- Extrait du texte -
--- --- ---

La Commission Libertés et Droits de l’Homme du Conseil national des barreaux a adopté vendredi 4 février un rapport sur l'incident survenu en mars 2021, au cours duquel Me Paul Sollacaro a été expulsé d'une audience par des policiers. L'institution juge partiale les rapports de l'inspection générale de la justice dans cette affaire et fait des propositions pour éviter que de tels faits ne se reproduisent en audience.
L'inspection générale de la justice (IGJ) a rendu deux rapports après que le président du tribunal correctionnel d'Aix-en-Provence a fait expulser l'avocat Paul Sollacaro par des policiers lors d'une audience en mars 2021.
L'un des rapports portait sur les faits eux-mêmes et l'autre proposait d'améliorer la gestion des incidents opposant magistrats et avocats en audience pénale.

--- --- ---

- Consigne -
Reprenez le texte sur l'affaire Sollacaro et poursuivez-le à partir de sa dernière phrase. Les données ci-dessous proviennent d'une autre source que le texte.

- Données présentées -

--- --- ---

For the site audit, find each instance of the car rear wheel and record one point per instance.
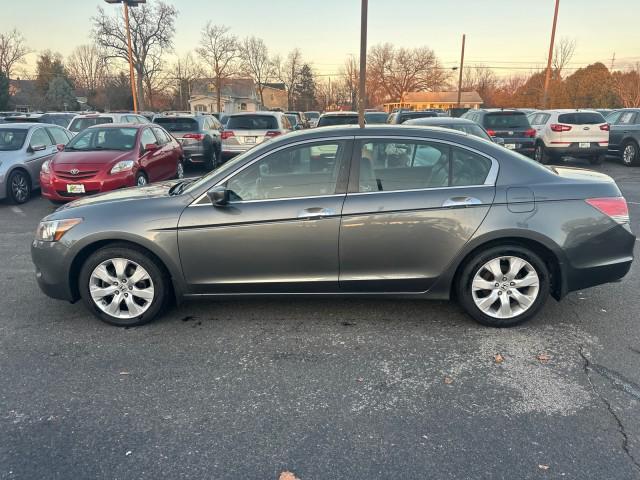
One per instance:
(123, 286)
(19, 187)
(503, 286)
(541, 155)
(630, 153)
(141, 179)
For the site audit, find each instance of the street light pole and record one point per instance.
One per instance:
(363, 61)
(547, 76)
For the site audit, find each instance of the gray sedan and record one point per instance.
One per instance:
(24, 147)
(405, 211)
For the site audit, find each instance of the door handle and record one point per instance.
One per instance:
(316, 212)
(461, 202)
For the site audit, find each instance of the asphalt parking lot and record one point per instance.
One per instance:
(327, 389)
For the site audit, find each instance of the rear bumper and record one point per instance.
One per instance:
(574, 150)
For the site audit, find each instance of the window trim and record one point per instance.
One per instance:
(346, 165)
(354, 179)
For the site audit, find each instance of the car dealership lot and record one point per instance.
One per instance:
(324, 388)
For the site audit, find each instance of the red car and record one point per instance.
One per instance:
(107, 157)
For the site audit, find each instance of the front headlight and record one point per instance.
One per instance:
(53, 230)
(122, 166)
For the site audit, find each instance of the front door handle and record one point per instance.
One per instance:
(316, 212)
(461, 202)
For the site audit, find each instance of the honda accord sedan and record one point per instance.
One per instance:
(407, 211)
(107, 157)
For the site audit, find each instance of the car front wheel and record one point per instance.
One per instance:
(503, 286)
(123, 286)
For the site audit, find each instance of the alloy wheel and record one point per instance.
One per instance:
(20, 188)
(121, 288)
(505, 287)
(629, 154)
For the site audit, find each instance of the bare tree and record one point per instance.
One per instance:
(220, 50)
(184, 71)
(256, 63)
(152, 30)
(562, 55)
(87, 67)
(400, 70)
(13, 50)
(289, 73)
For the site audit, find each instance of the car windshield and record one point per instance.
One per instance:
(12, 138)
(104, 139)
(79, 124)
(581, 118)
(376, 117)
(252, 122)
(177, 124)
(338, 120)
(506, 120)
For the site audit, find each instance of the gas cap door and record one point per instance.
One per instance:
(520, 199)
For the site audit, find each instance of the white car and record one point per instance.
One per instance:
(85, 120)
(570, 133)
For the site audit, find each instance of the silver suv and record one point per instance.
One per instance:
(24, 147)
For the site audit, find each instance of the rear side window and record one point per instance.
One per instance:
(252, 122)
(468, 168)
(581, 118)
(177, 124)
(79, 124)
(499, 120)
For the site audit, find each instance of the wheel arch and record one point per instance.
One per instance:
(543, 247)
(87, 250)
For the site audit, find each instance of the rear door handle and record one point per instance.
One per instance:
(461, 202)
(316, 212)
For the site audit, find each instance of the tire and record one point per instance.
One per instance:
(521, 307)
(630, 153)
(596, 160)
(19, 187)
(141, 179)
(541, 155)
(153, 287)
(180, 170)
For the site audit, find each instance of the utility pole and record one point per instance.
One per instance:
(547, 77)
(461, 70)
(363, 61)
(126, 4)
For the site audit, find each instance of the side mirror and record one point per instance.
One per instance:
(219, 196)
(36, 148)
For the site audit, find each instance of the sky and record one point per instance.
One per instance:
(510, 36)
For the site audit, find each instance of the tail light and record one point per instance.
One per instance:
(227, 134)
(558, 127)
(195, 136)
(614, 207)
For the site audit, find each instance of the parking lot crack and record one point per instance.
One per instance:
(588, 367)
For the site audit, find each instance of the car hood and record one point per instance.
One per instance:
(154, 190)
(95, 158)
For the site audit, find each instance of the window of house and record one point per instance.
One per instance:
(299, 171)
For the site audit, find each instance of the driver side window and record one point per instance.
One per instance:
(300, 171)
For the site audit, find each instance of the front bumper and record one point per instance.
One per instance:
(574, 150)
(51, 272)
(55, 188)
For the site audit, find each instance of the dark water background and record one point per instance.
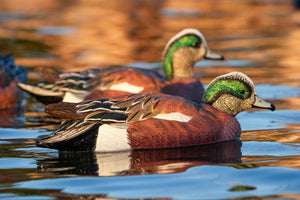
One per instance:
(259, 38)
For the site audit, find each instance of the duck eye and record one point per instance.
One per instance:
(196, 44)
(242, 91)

--- --- ---

- Réponse -
La Commission Libertés et droits de l'homme du Conseil national des barreaux (CNB) a soumis à l'assemblée générale ce 4 février son rapport sur les faits. La Commission juge le rapport de l'IGJ partial. Notamment parce qu'il met en avant la grève des avocats contre la réforme des retraites comme cause de la détérioration des rapports entre avocats et magistrats, sans que les inspecteurs de l'IGJ n'aient posé de questions aux avocats à ce sujet. Le rapport de l'IGJ pointe également quatre autres incidents survenus avant les faits.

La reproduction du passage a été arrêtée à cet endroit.